[Excerpts from point annotation data]

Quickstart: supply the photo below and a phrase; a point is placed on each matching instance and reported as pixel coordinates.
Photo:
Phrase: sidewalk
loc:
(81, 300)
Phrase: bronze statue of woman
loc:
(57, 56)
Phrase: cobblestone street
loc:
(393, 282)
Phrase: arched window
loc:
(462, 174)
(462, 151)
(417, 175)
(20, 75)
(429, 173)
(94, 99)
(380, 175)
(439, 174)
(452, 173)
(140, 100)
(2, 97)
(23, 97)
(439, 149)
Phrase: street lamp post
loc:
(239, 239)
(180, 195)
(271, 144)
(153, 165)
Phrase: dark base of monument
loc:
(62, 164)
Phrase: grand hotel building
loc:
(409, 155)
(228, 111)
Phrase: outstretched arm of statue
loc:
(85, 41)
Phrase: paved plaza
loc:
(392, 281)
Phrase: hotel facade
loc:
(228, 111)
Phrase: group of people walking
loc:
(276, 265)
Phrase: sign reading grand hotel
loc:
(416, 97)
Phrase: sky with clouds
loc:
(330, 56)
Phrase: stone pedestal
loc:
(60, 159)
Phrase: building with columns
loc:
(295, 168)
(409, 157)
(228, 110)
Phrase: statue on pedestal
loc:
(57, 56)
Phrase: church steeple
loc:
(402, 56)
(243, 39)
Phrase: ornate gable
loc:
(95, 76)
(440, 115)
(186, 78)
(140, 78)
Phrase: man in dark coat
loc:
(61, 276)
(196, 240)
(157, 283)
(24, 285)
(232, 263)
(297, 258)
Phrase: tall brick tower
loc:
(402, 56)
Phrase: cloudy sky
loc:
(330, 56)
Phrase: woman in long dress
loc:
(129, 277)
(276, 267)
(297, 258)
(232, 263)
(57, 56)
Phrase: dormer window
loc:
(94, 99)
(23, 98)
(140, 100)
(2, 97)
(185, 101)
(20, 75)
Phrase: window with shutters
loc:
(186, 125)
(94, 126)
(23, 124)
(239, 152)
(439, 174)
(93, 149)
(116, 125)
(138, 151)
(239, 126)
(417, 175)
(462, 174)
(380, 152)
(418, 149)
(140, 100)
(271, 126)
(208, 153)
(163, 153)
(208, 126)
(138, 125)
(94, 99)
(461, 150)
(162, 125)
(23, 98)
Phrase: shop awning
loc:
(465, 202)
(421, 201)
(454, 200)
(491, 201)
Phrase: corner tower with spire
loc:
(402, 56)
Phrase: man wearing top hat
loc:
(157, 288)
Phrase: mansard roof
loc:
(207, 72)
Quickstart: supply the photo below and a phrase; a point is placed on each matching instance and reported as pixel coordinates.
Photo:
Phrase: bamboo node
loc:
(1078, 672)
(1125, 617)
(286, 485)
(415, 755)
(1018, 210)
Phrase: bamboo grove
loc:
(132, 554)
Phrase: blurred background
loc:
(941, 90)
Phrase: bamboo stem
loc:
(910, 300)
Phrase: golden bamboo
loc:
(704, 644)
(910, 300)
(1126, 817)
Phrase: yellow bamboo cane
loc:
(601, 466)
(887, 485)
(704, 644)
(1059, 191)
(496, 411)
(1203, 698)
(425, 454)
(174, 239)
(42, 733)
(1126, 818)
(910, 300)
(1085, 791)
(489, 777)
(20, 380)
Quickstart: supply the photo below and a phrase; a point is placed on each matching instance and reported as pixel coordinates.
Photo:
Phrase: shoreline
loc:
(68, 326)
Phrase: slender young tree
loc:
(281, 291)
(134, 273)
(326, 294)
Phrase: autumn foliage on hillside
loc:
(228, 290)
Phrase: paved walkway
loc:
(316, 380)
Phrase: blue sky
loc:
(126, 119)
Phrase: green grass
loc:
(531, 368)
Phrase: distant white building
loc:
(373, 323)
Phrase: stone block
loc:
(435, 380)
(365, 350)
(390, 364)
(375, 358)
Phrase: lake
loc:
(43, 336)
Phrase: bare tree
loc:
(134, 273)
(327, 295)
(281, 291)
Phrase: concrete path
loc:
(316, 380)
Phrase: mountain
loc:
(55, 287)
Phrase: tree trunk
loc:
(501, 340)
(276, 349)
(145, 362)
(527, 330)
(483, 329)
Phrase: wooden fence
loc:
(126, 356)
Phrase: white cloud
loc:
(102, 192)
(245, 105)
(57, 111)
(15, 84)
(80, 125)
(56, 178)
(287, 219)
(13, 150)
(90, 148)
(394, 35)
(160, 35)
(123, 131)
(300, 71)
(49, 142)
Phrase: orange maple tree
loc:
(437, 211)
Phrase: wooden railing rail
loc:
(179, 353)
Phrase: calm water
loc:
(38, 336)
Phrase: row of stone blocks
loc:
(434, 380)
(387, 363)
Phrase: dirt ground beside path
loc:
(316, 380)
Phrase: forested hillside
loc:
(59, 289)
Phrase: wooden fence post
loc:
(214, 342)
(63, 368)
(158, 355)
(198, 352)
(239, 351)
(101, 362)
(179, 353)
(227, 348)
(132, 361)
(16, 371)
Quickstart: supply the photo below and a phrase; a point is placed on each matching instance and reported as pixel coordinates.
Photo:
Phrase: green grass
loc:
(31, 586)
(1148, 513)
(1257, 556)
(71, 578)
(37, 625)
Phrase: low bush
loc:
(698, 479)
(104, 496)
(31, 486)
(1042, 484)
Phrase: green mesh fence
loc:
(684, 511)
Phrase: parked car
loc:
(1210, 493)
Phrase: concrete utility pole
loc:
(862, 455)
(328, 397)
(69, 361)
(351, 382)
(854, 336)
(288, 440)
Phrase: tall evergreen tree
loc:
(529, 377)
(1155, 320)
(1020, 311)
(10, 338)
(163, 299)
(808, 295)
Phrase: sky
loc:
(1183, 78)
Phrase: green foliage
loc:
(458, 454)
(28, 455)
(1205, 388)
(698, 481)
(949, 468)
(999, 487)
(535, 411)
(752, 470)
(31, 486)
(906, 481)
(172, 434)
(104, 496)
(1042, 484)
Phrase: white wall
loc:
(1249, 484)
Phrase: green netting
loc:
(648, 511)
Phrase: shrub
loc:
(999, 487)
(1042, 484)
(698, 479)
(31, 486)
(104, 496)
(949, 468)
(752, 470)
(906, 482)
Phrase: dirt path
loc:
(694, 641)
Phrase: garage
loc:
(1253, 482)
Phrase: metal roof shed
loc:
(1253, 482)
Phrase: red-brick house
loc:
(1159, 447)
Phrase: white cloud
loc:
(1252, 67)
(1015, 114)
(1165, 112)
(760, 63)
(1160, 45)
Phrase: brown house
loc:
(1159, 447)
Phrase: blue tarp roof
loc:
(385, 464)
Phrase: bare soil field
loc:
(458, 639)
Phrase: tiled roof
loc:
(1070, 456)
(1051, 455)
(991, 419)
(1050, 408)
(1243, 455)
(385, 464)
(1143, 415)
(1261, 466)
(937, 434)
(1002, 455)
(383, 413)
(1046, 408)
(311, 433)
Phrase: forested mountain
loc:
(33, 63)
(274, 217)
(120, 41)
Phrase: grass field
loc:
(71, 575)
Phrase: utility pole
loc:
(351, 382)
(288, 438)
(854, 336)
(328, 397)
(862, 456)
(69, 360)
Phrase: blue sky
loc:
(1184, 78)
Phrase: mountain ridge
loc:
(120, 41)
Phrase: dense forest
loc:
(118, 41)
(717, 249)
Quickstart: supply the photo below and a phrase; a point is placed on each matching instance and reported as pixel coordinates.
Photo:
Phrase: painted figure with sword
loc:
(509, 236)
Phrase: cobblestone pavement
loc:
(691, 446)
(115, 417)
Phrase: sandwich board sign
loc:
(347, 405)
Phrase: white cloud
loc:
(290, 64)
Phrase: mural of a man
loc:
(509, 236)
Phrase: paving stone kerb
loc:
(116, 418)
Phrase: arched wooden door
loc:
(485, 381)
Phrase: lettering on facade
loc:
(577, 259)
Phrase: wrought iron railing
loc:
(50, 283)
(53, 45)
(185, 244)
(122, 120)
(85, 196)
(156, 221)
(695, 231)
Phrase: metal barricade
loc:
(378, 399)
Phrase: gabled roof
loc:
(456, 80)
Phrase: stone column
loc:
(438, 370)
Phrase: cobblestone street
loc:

Written problem: Rewrite the stretch from the line containing "Phrase: slender young tree" through the line containing "(1249, 484)", changing "calm water" to "still water" and leaving everything else as it is. Return only those lines.

Output for this exercise:
Phrase: slender young tree
loc:
(281, 291)
(134, 273)
(326, 294)
Phrase: autumn foliage on hillside
loc:
(228, 290)
Phrase: paved walkway
loc:
(316, 380)
Phrase: blue sky
loc:
(126, 119)
Phrase: green grass
loc:
(531, 368)
Phrase: distant white building
loc:
(373, 323)
Phrase: stone block
loc:
(435, 380)
(365, 350)
(390, 364)
(375, 358)
Phrase: lake
loc:
(43, 336)
Phrase: bare tree
loc:
(134, 273)
(327, 295)
(281, 291)
Phrase: concrete path
loc:
(316, 380)
Phrase: mountain
loc:
(55, 287)
Phrase: tree trunk
loc:
(501, 340)
(276, 349)
(145, 362)
(527, 330)
(483, 329)
Phrase: wooden fence
loc:
(126, 356)
Phrase: white cloud
loc:
(102, 192)
(245, 105)
(57, 111)
(15, 84)
(80, 125)
(56, 178)
(287, 219)
(13, 150)
(90, 148)
(394, 35)
(160, 35)
(123, 131)
(300, 71)
(49, 142)
Phrase: orange maple tree
loc:
(437, 211)
Phrase: wooden railing rail
loc:
(179, 353)
Phrase: still water
loc:
(38, 336)
Phrase: row of stone blocks
loc:
(434, 380)
(387, 363)
Phrase: dirt ground beside path
loc:
(316, 380)
Phrase: forested hillside
loc:
(59, 289)
Phrase: wooden fence post
loc:
(214, 342)
(63, 368)
(158, 355)
(198, 352)
(239, 351)
(101, 362)
(179, 353)
(227, 348)
(132, 361)
(16, 371)
Quickstart: supply the photo below and a phrase; a point is placed on each matching instance and reported as pixel coordinates.
Photo:
Phrase: green grass
loc:
(31, 586)
(1148, 513)
(1257, 556)
(71, 578)
(37, 625)
Phrase: low bush
loc:
(698, 479)
(104, 496)
(31, 486)
(1042, 484)
Phrase: green mesh fence
loc:
(684, 511)
Phrase: parked car
loc:
(1210, 493)
Phrase: concrete utility pole
loc:
(862, 455)
(328, 397)
(69, 361)
(351, 382)
(854, 336)
(288, 440)
Phrase: tall evergreen tree
loc:
(529, 377)
(1155, 320)
(1020, 311)
(10, 338)
(163, 299)
(808, 295)
Phrase: sky
loc:
(1183, 78)
Phrase: green foliage
loc:
(458, 454)
(28, 455)
(1205, 388)
(698, 481)
(949, 468)
(999, 487)
(535, 411)
(752, 470)
(31, 486)
(906, 481)
(172, 434)
(104, 496)
(1042, 484)
Phrase: white wall
loc:
(1249, 484)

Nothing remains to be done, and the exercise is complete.